• **Set task**
Copy the lines below word for word, leaving out the pictures.
== Listed records ==
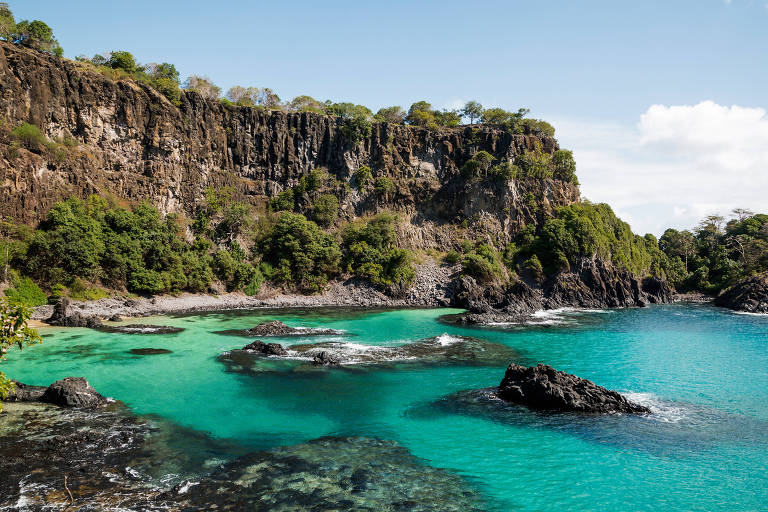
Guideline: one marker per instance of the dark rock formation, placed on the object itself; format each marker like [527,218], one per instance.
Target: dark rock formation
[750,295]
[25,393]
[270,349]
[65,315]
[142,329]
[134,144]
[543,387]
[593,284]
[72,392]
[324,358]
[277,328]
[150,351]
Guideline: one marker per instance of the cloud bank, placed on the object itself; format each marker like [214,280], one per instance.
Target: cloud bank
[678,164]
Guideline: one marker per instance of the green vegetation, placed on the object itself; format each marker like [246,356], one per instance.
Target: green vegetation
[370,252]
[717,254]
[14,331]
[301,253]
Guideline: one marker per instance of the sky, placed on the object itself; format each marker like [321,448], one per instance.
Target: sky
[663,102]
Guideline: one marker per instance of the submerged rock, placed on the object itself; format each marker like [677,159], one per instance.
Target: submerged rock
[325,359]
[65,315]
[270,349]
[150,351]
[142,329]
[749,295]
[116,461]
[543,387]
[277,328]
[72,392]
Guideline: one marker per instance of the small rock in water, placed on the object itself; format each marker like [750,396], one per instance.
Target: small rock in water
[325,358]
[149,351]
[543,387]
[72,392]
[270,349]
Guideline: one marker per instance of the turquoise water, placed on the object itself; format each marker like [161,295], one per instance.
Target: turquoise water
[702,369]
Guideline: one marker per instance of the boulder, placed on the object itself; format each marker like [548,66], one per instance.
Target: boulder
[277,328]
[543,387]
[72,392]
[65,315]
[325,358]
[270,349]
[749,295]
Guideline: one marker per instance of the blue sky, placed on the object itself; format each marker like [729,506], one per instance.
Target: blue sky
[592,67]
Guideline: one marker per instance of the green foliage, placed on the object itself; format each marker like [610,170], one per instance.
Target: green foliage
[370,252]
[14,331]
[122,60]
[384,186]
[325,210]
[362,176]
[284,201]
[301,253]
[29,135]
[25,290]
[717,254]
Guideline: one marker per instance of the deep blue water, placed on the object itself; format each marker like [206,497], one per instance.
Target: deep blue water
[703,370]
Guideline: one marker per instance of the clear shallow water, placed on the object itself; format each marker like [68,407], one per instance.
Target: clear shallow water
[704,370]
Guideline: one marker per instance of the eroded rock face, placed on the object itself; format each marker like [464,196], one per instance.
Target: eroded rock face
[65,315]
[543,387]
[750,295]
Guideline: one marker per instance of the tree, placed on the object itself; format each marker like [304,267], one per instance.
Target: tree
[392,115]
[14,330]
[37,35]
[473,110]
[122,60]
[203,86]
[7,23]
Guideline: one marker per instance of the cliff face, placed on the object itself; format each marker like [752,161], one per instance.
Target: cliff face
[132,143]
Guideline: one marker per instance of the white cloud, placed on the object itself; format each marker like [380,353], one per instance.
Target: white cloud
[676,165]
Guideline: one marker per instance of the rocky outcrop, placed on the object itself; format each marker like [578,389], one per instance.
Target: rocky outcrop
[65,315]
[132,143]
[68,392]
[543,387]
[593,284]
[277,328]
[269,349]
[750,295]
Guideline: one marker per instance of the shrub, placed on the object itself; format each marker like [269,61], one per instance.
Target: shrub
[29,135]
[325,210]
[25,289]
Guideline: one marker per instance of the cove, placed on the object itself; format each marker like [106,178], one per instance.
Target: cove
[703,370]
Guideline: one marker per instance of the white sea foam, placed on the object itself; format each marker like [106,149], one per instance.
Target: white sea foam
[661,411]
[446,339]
===
• **Exercise solution**
Guideline: one marker per instance of the dark rock formation, placed on the object itself; format each marker like [527,218], one per instance.
Target: dark rock formation
[750,295]
[25,393]
[270,349]
[65,315]
[142,329]
[134,144]
[543,387]
[593,284]
[72,392]
[324,358]
[277,328]
[150,351]
Guideline: one marker per instance of the cloud bank, placed on the object itself; format each marker like [214,280], one per instance.
Target: cloud bank
[678,164]
Guideline: one marker per instance of the green vegetation, placed on the object itself; format each marker like [246,356], one per instance.
Target: green vegetation
[370,252]
[717,254]
[14,331]
[301,253]
Guideline: one marker per instance of the sky, placed on the object itself; format each marker like [321,448], one per instance.
Target: sky
[663,102]
Guideline: one marker per instance of the submerged rock, placed on the object itself; format each marker like [677,159], one per instance.
Target: submerged rock
[325,359]
[65,315]
[270,349]
[150,351]
[142,329]
[749,295]
[116,461]
[543,387]
[277,328]
[72,392]
Guideline: one marker per instance of the small rock in water, placed on the object itself; format each marker like [750,396], one per instance.
Target: small rock in water
[325,358]
[149,351]
[543,387]
[72,392]
[270,349]
Guideline: one marker per instance of the turquoise water, placed on the object itself; format each marker like [161,295], one per instance.
Target: turquoise water
[702,369]
Guideline: one marker per instance of the boulder, placed on the object itself; format each marker like [548,66], one per instance.
Target: boulder
[277,328]
[543,387]
[72,392]
[65,315]
[325,358]
[270,349]
[749,295]
Guideline: one marker per instance of the blue sky, placed on the object itself; format each marker like [729,506], one per instance.
Target: blue sky
[592,67]
Guideline: one marker per instance of the green foliage, placed on the object itself; format each marker like [610,170], one per instance.
Target: green foliage
[370,252]
[14,331]
[122,60]
[384,186]
[325,210]
[362,176]
[284,201]
[301,253]
[29,135]
[25,290]
[717,254]
Guideline: one marker per instance of the deep blue water, placed on the object itself; format each marker like [206,497], one per instance.
Target: deep blue water
[703,370]
Guideline: one marker per instance of the clear shallow water, placed on the object itself; format each marker like [68,407], one per instance.
Target: clear shallow water
[704,370]
Guideline: one marker per instance of the eroded rock face, placed on the object itself; format each marker like [464,196], one per instance.
Target: eroded rock face
[65,315]
[543,387]
[750,295]
Guideline: one marker per instance of the tree, placed on the object itself; format each marker like [304,267], one per instance.
Target: tree
[392,115]
[14,330]
[37,35]
[473,110]
[122,60]
[203,86]
[7,23]
Guideline: one marker per instance of the cliff face, placed on the object itself; format each marker like [752,161], one per instance.
Target: cliff face
[132,143]
Guideline: one marker per instance of the white cloud, placed on the object itself; format each marker like [380,353], one per instance.
Target: white cloud
[676,165]
Guideline: one marker per instance of the rocky outcrop, placed on the object itself; format each marker like [578,389], one per instance.
Target: rocky outcrop
[65,315]
[132,143]
[68,392]
[543,387]
[593,284]
[277,328]
[269,349]
[750,295]
Guideline: one marker per instance of the shrub, placed on the object itself; format each marker like [269,61], one per instance.
Target: shrub
[29,135]
[325,210]
[25,289]
Guideline: one marker per instance of the cove, placed on the object itself; format each marker like [106,178], one per instance.
Target: cove
[703,370]
Guideline: one marker per instance of the white sea foam, placed on the object itself; format each marker like [106,149], one per instance.
Target: white sea foam
[661,411]
[446,339]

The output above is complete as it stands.